**Work required:** Write out all the data again, exactly as it stands.

Part of a data file
-- START --
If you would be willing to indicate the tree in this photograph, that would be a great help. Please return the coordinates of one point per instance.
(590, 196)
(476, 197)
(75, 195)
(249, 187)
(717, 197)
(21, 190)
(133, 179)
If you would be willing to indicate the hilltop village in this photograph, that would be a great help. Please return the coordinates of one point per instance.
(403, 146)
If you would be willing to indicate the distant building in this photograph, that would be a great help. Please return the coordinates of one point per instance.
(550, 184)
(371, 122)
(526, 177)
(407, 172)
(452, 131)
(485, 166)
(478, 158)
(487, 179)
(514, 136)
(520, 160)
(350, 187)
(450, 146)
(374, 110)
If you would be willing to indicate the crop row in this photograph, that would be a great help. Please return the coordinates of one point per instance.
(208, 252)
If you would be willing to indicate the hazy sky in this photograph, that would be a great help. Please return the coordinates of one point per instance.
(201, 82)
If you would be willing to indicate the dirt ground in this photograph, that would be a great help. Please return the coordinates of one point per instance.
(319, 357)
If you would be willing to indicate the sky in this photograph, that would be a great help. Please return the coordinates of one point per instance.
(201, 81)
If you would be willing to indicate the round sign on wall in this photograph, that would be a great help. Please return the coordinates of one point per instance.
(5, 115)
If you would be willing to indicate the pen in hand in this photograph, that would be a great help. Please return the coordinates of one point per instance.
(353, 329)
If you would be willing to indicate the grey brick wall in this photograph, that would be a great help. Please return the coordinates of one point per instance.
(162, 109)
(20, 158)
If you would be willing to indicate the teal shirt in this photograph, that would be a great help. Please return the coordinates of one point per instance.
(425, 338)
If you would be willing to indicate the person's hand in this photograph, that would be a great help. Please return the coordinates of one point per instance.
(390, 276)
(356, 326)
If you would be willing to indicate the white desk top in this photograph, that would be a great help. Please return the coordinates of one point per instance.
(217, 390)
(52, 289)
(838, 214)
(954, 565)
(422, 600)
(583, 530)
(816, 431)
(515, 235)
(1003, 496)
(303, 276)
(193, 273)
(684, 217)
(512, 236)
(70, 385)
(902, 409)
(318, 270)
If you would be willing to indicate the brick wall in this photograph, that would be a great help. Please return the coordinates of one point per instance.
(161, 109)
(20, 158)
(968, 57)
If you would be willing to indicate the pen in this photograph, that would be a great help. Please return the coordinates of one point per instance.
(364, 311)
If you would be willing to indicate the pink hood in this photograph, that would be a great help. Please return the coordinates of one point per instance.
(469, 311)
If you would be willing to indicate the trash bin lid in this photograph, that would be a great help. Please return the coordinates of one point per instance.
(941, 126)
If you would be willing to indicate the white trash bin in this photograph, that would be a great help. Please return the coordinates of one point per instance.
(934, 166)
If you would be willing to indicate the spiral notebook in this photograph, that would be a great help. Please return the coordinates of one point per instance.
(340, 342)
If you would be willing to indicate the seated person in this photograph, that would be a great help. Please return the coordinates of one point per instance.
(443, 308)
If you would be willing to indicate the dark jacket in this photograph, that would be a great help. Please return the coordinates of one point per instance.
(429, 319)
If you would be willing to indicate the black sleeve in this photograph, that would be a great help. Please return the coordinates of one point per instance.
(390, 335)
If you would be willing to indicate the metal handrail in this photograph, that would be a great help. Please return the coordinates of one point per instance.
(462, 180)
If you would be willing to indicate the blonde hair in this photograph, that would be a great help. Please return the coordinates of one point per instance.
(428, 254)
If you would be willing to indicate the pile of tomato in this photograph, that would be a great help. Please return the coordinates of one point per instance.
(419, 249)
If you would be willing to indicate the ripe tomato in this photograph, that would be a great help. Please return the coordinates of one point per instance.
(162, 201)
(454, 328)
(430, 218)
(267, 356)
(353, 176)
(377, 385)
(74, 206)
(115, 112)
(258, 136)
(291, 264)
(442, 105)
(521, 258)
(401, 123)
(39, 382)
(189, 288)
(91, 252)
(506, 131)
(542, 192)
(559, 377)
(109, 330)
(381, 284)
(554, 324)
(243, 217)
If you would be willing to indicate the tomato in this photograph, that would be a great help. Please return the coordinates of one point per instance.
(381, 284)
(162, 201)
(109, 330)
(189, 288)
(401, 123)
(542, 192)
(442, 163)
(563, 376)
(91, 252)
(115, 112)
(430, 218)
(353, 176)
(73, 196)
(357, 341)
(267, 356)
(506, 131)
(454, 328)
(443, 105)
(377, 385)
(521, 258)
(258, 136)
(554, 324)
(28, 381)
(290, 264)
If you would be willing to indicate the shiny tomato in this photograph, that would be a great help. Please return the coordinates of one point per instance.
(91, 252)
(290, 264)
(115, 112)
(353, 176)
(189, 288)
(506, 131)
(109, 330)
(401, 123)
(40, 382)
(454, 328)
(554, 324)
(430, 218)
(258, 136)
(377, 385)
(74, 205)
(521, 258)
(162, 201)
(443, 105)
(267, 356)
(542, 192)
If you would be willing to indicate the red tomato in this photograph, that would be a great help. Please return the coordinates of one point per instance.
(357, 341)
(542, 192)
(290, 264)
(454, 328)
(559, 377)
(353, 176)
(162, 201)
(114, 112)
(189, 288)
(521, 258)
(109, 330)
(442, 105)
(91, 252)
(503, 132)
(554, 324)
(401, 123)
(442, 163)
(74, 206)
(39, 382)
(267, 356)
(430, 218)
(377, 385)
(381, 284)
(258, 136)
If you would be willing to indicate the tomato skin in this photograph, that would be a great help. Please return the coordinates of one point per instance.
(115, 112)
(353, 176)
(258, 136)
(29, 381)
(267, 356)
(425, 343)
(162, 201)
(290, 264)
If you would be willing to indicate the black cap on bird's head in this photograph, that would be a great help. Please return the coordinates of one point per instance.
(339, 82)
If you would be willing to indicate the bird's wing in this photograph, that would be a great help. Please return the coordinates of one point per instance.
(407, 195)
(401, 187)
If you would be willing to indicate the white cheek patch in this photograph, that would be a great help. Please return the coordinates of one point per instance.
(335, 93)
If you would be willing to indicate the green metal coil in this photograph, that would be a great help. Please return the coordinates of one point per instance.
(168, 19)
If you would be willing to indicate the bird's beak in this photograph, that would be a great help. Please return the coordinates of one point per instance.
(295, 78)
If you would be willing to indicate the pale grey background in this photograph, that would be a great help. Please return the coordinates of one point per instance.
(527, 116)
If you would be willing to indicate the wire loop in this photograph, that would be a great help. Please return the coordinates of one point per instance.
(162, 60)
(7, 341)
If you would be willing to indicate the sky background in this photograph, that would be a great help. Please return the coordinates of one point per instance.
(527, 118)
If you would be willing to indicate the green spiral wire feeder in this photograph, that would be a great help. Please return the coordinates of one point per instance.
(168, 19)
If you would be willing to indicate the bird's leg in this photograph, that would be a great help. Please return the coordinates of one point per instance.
-- END --
**Result of the task:**
If you would be willing to indicate the tree in this photograph, that would be a great help. Please return the coordinates of one point per instance.
(590, 196)
(476, 197)
(75, 195)
(249, 187)
(717, 197)
(21, 190)
(133, 179)
If you would be willing to indicate the hilltop village in this photograph, that would be a great help. Please return the coordinates of one point per instance.
(403, 146)
If you would be willing to indicate the distant building in this photograph, that would be a great help. Please return the coordinates of one point per instance.
(550, 184)
(371, 122)
(526, 177)
(407, 172)
(452, 131)
(485, 166)
(478, 158)
(487, 179)
(514, 136)
(520, 160)
(350, 187)
(450, 146)
(374, 110)
If you would be willing to indicate the crop row in this photograph, that would be a great help. Please return the coordinates of one point per instance.
(208, 252)
If you would be willing to indicate the hazy sky in this photograph, that would be a great help. Please return the coordinates of one point per instance.
(201, 82)
If you would be willing to indicate the dirt ground in this photograph, that would be a great help. Please return the coordinates of one point per instance.
(319, 357)
If you would be willing to indicate the sky in this photograph, that would be a great help. Please return the coordinates of one point per instance.
(201, 81)
If you would be willing to indicate the round sign on wall in this photograph, that would be a great help. Please return the coordinates of one point per instance.
(5, 115)
If you would be willing to indicate the pen in hand in this photograph, that would be a great help. Please return the coordinates of one point per instance.
(353, 329)
If you would be willing to indicate the grey brick wall in this photograph, that would be a great help. Please return the coordinates of one point per instance.
(162, 109)
(20, 158)
If you would be willing to indicate the teal shirt in this photograph, that would be a great help. Please return the coordinates of one point per instance.
(425, 338)
If you would be willing to indicate the person's hand in this photograph, that would be a great help. Please return the coordinates of one point per instance.
(390, 276)
(356, 326)
If you would be willing to indicate the white desk top in this photograph, that would be a great help. Please return the coordinates of one point per instance.
(217, 390)
(52, 289)
(838, 214)
(954, 565)
(422, 600)
(583, 530)
(816, 431)
(515, 235)
(1003, 496)
(303, 276)
(193, 273)
(684, 217)
(512, 236)
(70, 385)
(902, 409)
(318, 270)
If you would be willing to indicate the brick wall in this photograph, that would be a great help. Please return the coordinates of one point per instance.
(161, 109)
(20, 158)
(968, 57)
If you would be willing to indicate the pen in this photograph, that would be a great help. Please return the coordinates of one point per instance.
(364, 311)
If you would be willing to indicate the pink hood in this photograph, that would be a great help. Please return the coordinates of one point per instance.
(469, 311)
If you would be willing to indicate the trash bin lid in this photograph, that would be a great help. Please return the coordinates of one point per instance.
(941, 126)
If you would be willing to indicate the white trash bin in this photograph, that would be a great help. Please return the coordinates of one point per instance.
(934, 166)
If you would be willing to indicate the spiral notebook in this photograph, that would be a great help. Please return the coordinates of one point per instance.
(340, 342)
If you would be willing to indicate the seated person in this photograph, that would be a great help. Please return the coordinates of one point per instance.
(443, 308)
If you would be willing to indicate the dark jacket in this photograph, that would be a great help. Please return the coordinates of one point per instance.
(429, 319)
If you would be willing to indicate the black sleeve in this photograph, that would be a great help. Please return the coordinates of one point per instance.
(390, 335)
If you would be willing to indicate the metal handrail in this photograph, that would be a great help. Please return the coordinates of one point per instance.
(462, 180)
If you would be willing to indicate the blonde hair in this photograph, that would be a great help. Please return the coordinates of one point per instance.
(428, 254)
If you would be willing to indicate the pile of tomato in this photograph, that would be a great help. Please return the coordinates of one point per instance.
(419, 249)
If you would be willing to indicate the ripe tomato in this photograph, that would be a great help. Please return the coordinates of one point per instance.
(162, 201)
(454, 328)
(430, 218)
(267, 356)
(353, 176)
(377, 385)
(74, 206)
(115, 112)
(258, 136)
(291, 264)
(442, 105)
(521, 258)
(401, 123)
(39, 382)
(189, 288)
(91, 252)
(506, 131)
(542, 192)
(559, 377)
(109, 330)
(381, 284)
(554, 324)
(243, 217)
If you would be willing to indicate the tomato in this photograph, that would be a great help. Please return the coordinates of one point per instance.
(381, 284)
(162, 201)
(109, 330)
(189, 288)
(401, 123)
(542, 192)
(442, 163)
(563, 376)
(91, 252)
(115, 112)
(430, 218)
(353, 176)
(73, 196)
(357, 341)
(267, 356)
(506, 131)
(454, 328)
(443, 105)
(377, 385)
(521, 258)
(258, 136)
(554, 324)
(28, 381)
(290, 264)
If you would be willing to indicate the shiny tomato in this photograph, that would be a great help. Please return the coordinates of one point per instance.
(91, 252)
(290, 264)
(115, 112)
(353, 176)
(189, 288)
(506, 131)
(109, 330)
(401, 123)
(40, 382)
(454, 328)
(554, 324)
(430, 218)
(258, 136)
(377, 385)
(74, 205)
(521, 258)
(162, 201)
(443, 105)
(267, 356)
(542, 192)
If you would be willing to indicate the red tomato in this photograph, that would be a great help. Please return the coordinates of one point per instance.
(357, 341)
(542, 192)
(290, 264)
(454, 328)
(559, 377)
(353, 176)
(162, 201)
(114, 112)
(189, 288)
(521, 258)
(109, 330)
(442, 105)
(91, 252)
(503, 132)
(554, 324)
(401, 123)
(442, 163)
(74, 206)
(39, 382)
(267, 356)
(430, 218)
(377, 385)
(381, 284)
(258, 136)
If you would be willing to indicate the tomato skin in this photograph, that would be a great help. Please return the coordinates of one point per instance.
(115, 112)
(353, 176)
(258, 136)
(29, 381)
(267, 356)
(425, 343)
(162, 201)
(290, 264)
If you would be willing to indicate the black cap on bird's head in this photograph, that would be a great help. Please return the coordinates of one point per instance.
(339, 82)
If you would be willing to indicate the bird's wing in this photograph, that would be a great help. Please return the coordinates of one point per instance.
(407, 195)
(401, 187)
If you would be willing to indicate the white cheek patch in this photograph, that would be a great help. Please return the coordinates of one point per instance.
(335, 93)
If you would be willing to indicate the green metal coil in this photograph, that would be a great help. Please return the coordinates of one point per instance.
(168, 19)
If you would be willing to indicate the bird's beak in this photograph, that would be a great help. Please return the coordinates of one point per instance.
(295, 78)
If you would be willing to indicate the pale grey background in this photograph, that would be a great help. Please return the coordinates of one point per instance.
(527, 116)
If you would be willing to indicate the wire loop in this photograph, that would be a great help. Please return the coordinates of one point per instance.
(162, 60)
(7, 341)
If you would be willing to indicate the sky background in this photograph, that would be a great help. Please return the coordinates of one point per instance.
(527, 118)
If you would be willing to indicate the green spiral wire feeder in this photograph, that would be a great help. Please return the coordinates of one point per instance.
(168, 19)
If you would be willing to indicate the bird's leg in this photograph, that would be a great help. Please return the coordinates of one point per instance.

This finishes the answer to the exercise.